## OBJECTIVE
Write out the lines of the material below word for word, starting at the line that contains "Would you mind pinning the blue circle" and continuing through the final line of the material.

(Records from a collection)
"""

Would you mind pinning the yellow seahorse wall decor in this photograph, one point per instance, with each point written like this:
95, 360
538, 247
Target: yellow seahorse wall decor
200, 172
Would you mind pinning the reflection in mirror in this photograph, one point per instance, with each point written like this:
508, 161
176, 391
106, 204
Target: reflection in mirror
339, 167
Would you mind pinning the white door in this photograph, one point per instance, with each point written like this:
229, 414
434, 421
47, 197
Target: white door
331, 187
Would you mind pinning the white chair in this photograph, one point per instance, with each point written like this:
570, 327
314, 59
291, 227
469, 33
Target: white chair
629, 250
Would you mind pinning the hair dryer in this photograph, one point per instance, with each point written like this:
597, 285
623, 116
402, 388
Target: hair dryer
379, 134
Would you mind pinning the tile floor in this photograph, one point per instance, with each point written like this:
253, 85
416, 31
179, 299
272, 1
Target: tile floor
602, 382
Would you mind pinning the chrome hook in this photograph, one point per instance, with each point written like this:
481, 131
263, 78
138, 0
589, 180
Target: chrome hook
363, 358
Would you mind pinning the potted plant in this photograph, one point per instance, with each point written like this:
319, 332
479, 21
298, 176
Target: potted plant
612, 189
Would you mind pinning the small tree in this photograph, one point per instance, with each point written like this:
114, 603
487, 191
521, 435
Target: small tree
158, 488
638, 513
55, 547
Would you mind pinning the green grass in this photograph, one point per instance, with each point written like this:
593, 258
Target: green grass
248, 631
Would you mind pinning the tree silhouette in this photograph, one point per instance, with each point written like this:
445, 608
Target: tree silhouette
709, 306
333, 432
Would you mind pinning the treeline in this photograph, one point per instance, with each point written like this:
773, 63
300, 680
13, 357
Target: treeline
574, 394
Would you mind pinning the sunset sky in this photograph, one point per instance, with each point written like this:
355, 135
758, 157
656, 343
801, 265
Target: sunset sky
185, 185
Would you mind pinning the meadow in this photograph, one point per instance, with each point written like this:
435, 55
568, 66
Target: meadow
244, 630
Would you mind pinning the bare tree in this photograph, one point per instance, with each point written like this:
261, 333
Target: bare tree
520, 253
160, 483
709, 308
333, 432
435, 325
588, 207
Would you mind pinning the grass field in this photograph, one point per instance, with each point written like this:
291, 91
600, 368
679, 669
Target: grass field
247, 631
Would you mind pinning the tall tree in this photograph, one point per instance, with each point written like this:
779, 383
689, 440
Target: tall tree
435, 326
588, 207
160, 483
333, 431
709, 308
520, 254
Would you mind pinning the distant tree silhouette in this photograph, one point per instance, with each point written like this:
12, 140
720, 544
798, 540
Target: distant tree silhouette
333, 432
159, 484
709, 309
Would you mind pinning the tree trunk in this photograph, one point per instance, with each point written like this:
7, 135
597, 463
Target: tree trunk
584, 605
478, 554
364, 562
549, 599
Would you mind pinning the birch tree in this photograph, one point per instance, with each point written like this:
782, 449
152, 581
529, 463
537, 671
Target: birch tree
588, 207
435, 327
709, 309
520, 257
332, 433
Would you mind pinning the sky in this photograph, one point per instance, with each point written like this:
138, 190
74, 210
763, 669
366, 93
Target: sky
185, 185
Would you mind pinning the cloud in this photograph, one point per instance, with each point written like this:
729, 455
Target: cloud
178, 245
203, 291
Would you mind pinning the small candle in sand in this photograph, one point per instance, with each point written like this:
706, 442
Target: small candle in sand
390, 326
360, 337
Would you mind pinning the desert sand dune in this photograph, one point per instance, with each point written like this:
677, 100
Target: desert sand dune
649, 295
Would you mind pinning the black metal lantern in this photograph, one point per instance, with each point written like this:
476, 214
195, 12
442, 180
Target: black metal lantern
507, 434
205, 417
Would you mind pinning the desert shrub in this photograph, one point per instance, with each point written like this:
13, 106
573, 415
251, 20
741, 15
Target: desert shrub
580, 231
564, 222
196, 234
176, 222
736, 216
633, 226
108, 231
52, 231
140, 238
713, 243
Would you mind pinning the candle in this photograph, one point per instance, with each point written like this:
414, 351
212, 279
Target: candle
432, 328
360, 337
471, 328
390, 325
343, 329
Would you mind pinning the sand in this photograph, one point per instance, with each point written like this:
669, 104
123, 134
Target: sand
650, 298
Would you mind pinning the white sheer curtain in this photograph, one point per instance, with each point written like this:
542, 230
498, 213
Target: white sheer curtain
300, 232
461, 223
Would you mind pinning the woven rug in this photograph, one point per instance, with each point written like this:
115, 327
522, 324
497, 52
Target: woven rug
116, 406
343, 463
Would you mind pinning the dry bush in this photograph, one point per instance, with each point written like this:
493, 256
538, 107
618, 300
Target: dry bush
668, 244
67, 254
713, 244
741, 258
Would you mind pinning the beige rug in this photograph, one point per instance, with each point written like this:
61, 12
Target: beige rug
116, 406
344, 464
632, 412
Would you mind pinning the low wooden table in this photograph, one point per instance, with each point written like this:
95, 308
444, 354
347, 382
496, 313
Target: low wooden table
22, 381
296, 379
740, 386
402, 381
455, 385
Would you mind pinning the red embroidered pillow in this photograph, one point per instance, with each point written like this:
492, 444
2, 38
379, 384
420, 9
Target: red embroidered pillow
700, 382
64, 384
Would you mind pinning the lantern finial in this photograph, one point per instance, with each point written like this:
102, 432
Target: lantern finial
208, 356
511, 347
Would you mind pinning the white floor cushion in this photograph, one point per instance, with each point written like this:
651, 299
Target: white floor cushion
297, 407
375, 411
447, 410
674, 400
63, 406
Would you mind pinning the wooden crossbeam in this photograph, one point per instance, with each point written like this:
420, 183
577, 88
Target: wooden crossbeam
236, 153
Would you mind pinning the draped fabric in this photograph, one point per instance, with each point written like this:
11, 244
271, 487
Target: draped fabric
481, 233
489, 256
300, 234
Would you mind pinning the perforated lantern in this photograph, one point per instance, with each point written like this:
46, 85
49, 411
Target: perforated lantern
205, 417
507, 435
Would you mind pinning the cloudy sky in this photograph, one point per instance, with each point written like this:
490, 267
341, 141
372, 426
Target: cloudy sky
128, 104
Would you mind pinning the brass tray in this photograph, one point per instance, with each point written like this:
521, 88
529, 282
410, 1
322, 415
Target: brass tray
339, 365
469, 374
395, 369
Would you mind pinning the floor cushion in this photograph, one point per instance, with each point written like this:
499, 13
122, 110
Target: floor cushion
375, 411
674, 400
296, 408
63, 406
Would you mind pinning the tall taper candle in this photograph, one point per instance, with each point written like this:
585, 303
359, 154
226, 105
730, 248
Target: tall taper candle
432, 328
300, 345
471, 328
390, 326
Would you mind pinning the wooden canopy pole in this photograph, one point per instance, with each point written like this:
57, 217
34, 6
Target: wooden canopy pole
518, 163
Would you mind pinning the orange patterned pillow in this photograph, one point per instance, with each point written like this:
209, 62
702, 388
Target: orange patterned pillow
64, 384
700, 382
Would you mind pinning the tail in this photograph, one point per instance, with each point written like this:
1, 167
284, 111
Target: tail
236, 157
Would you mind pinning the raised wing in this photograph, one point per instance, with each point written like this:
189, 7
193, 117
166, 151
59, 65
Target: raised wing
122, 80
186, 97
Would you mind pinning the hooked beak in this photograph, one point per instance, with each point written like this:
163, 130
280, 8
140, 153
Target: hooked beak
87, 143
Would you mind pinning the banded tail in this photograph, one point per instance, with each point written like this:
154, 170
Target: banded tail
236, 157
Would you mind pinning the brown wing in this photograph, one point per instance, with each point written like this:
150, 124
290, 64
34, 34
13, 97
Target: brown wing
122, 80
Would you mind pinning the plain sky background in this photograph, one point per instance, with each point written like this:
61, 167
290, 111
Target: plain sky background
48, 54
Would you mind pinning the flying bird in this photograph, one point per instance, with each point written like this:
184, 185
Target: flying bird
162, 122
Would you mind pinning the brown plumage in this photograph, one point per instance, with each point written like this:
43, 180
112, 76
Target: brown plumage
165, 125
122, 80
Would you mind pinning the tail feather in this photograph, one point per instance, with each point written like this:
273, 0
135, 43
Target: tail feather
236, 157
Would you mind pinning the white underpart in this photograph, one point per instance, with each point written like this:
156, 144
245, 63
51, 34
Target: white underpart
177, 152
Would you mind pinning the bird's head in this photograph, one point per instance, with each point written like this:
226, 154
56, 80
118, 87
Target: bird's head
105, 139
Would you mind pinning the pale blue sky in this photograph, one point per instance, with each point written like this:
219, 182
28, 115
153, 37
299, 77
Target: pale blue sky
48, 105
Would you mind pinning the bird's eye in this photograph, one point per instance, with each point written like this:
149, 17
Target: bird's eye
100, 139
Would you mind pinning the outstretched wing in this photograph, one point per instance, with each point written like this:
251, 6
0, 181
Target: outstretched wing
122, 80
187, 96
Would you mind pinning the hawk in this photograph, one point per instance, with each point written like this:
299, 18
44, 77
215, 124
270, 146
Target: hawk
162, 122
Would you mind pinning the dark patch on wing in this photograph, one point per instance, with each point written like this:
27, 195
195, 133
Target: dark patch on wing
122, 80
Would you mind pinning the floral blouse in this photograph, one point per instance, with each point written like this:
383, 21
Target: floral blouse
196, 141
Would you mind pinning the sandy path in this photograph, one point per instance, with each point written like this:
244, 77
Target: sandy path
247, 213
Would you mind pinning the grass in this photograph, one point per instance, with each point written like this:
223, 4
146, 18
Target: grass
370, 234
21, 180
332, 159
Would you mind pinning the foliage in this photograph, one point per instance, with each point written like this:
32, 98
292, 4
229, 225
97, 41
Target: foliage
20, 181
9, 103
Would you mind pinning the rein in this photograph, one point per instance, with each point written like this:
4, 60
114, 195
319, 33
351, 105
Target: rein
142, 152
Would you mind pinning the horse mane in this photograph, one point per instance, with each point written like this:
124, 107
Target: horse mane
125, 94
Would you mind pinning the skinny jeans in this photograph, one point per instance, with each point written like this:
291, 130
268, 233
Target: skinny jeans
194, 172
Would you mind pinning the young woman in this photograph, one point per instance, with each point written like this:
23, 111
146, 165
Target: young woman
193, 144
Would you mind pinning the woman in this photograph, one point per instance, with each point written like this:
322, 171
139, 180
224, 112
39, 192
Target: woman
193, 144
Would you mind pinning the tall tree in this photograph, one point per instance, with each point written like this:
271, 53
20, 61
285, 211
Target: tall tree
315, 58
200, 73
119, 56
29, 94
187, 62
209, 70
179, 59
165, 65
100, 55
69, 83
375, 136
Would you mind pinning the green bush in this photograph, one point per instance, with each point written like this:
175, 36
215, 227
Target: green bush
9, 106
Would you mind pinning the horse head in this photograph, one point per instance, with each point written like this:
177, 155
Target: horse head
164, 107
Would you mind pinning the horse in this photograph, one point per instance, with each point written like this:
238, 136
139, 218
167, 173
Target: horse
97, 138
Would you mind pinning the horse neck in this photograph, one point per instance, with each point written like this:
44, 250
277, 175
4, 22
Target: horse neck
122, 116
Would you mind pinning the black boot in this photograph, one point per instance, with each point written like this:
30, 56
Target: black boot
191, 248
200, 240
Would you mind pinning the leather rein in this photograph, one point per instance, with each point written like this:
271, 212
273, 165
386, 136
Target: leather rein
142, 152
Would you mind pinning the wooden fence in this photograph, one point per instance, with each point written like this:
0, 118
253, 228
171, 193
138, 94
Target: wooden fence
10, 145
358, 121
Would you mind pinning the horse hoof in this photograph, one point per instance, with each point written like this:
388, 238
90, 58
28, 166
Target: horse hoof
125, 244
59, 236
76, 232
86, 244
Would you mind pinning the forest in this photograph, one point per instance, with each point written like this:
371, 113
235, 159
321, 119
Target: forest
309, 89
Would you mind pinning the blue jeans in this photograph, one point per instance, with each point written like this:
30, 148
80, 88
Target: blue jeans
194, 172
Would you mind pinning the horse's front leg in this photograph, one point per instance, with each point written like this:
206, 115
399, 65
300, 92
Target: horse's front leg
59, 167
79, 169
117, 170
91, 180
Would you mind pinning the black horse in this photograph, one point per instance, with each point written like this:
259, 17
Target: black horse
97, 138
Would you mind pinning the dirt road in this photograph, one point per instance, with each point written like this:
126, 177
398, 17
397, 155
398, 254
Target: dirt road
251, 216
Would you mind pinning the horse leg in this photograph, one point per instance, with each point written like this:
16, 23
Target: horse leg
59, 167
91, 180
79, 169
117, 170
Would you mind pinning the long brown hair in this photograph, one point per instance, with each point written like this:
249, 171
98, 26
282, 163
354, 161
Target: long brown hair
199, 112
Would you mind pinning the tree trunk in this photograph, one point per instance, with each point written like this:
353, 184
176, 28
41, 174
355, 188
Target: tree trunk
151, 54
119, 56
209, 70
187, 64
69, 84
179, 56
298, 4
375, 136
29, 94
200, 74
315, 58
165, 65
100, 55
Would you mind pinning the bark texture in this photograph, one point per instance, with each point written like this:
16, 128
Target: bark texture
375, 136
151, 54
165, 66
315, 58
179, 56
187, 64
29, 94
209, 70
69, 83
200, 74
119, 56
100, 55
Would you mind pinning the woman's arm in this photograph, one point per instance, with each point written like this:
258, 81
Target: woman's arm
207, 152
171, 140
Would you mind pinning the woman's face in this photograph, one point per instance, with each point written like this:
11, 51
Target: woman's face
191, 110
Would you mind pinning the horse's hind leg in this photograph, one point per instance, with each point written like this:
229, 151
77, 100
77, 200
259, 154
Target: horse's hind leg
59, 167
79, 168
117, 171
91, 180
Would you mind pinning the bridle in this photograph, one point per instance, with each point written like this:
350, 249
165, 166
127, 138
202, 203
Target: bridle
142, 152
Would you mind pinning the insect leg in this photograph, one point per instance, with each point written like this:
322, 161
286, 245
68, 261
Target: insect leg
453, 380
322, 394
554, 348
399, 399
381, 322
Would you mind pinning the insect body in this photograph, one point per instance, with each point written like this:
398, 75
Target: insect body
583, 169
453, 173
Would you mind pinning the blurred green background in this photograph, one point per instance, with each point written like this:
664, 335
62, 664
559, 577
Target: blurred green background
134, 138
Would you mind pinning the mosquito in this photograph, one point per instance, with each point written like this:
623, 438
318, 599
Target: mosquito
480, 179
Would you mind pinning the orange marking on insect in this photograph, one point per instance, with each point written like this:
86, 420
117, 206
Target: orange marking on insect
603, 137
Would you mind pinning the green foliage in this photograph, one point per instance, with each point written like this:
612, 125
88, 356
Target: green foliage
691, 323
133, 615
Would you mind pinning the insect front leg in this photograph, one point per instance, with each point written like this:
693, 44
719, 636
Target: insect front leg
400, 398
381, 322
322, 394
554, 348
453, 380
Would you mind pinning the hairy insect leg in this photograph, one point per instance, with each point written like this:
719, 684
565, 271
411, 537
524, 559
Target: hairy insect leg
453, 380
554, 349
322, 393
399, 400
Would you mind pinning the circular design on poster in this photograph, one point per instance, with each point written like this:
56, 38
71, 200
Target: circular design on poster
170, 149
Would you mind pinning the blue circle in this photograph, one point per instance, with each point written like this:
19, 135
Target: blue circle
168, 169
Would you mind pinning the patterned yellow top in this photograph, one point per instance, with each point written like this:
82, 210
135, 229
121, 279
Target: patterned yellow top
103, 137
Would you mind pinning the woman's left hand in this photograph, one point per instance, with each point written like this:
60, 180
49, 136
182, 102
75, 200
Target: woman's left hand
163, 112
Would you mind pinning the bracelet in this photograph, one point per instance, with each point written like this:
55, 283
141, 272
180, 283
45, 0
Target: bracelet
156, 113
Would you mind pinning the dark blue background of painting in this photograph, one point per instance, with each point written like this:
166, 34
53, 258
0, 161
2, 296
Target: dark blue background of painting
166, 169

"""

## ANSWER BELOW
Would you mind pinning the blue circle in this photograph, one point per instance, with each point written like this:
19, 135
Target: blue circle
168, 169
Would you mind pinning the patterned yellow top in this photograph, one point per instance, with each point written like this:
82, 210
135, 229
121, 279
Target: patterned yellow top
103, 137
Would you mind pinning the woman's left hand in this photograph, one point per instance, with each point written like this:
60, 180
49, 136
182, 102
75, 200
Target: woman's left hand
163, 112
Would you mind pinning the bracelet in this photograph, one point per instance, with each point written like this:
55, 283
141, 272
180, 283
45, 0
Target: bracelet
156, 113
Would you mind pinning the dark blue background of painting in this photograph, one point per instance, with each point written like this:
166, 34
53, 258
0, 161
2, 296
Target: dark blue background of painting
166, 169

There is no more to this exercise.